• Exercise brief:
Do any lines in the data below contain "white"? If so, copy every one of them.

• Source data:

================================

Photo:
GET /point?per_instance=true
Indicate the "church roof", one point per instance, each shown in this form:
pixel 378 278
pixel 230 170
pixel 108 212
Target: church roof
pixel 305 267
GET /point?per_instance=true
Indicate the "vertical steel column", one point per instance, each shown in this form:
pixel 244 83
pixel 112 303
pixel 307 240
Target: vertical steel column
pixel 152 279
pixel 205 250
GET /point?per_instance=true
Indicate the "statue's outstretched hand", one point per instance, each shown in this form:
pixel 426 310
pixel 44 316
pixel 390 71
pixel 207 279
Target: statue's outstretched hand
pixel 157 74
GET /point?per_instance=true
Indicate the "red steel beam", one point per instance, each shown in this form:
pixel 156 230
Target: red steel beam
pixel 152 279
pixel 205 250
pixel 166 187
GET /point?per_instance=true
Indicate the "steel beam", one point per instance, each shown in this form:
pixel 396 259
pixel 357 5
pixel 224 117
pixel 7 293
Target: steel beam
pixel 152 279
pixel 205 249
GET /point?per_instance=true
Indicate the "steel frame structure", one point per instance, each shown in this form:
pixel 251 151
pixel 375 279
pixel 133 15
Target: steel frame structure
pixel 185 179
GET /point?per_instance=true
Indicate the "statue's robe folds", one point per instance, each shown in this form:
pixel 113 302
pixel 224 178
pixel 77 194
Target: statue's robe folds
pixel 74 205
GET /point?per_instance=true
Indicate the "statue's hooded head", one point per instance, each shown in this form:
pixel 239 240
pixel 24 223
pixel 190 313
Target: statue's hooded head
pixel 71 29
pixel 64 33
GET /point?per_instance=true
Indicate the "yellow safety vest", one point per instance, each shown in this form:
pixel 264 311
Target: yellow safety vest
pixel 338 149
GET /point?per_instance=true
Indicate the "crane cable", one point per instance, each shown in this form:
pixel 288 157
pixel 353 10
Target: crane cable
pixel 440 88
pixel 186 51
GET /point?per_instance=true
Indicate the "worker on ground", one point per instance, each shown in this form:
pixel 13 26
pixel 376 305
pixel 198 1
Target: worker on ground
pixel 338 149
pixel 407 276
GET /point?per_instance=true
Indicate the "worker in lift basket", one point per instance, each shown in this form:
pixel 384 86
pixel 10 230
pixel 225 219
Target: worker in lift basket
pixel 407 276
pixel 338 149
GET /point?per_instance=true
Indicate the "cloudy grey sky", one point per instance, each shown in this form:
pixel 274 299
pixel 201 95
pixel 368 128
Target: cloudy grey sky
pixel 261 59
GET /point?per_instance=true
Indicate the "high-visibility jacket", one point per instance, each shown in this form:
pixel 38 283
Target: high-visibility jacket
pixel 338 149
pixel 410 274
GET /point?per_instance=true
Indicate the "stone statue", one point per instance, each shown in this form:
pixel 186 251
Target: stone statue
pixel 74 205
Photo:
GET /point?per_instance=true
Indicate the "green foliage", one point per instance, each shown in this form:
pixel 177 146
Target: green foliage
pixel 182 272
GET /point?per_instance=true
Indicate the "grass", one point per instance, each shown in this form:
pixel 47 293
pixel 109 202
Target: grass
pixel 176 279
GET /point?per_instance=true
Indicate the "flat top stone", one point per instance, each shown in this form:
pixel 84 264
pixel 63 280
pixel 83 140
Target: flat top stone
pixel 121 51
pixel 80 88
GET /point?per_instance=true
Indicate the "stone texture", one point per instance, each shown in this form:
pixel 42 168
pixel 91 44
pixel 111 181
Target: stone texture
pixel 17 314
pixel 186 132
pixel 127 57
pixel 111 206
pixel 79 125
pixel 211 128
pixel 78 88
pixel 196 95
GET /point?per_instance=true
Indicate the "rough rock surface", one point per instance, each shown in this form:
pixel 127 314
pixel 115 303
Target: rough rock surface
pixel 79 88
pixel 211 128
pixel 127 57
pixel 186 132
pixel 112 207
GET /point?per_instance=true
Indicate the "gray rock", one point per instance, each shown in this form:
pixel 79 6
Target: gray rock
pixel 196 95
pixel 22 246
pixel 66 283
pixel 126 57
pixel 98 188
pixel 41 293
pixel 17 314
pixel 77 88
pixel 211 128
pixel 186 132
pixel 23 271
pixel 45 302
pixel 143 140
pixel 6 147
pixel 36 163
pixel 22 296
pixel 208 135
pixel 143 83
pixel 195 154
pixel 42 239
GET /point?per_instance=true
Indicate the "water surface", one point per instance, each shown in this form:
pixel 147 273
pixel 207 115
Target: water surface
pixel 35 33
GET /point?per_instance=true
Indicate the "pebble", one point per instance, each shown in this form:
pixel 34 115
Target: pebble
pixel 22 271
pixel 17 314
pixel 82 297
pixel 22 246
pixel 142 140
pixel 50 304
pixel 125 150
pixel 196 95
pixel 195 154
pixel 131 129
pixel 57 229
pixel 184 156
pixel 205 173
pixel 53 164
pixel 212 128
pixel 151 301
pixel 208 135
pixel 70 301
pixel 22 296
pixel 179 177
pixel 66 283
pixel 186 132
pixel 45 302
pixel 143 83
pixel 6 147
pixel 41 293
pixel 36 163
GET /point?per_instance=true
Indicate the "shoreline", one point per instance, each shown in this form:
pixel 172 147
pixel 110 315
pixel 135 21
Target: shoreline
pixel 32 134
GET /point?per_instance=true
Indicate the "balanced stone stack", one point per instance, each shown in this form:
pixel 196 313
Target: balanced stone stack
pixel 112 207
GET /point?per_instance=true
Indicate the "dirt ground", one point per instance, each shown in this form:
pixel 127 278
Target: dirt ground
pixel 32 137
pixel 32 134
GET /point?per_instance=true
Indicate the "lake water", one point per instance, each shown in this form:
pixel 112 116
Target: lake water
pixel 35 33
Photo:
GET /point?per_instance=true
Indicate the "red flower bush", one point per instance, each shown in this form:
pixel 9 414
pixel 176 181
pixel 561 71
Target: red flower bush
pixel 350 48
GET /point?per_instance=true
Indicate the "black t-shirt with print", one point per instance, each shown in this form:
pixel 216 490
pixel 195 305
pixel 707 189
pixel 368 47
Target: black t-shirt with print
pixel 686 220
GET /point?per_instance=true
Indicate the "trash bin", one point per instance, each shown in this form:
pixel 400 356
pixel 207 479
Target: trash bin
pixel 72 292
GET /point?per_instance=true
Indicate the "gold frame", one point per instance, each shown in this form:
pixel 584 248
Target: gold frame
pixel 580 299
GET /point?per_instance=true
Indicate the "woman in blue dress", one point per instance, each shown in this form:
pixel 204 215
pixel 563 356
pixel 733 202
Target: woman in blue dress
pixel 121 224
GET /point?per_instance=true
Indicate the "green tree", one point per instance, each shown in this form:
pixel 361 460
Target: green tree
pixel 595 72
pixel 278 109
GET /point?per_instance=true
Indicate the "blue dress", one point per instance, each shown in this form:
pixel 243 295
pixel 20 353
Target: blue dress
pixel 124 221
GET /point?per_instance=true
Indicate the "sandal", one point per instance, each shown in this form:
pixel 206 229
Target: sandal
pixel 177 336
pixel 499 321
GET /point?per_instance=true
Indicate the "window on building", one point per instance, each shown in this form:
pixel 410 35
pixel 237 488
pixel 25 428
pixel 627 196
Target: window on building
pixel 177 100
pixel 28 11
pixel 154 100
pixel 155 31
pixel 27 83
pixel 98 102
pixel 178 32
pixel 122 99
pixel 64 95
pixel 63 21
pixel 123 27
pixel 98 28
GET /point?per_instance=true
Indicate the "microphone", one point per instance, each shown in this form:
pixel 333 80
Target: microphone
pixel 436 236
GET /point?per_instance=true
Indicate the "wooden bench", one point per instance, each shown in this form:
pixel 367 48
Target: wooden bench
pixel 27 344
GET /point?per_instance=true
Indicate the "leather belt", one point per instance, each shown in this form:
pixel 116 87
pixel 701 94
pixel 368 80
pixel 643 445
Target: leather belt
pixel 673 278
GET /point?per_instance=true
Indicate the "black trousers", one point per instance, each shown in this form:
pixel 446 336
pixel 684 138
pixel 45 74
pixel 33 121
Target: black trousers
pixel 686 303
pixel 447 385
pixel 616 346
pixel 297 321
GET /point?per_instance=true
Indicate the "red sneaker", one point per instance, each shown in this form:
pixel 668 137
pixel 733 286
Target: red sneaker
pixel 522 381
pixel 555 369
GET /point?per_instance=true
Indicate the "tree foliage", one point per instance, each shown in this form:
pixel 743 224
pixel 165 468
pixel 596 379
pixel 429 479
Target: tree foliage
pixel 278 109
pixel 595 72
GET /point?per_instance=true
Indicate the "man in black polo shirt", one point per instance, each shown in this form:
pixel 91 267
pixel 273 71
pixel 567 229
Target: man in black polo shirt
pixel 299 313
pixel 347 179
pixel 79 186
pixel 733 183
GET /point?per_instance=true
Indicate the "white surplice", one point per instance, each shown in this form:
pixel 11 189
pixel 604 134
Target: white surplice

================================

• Result below:
Indicate the "white surplice", one point per instance, each shown in this form:
Target: white surplice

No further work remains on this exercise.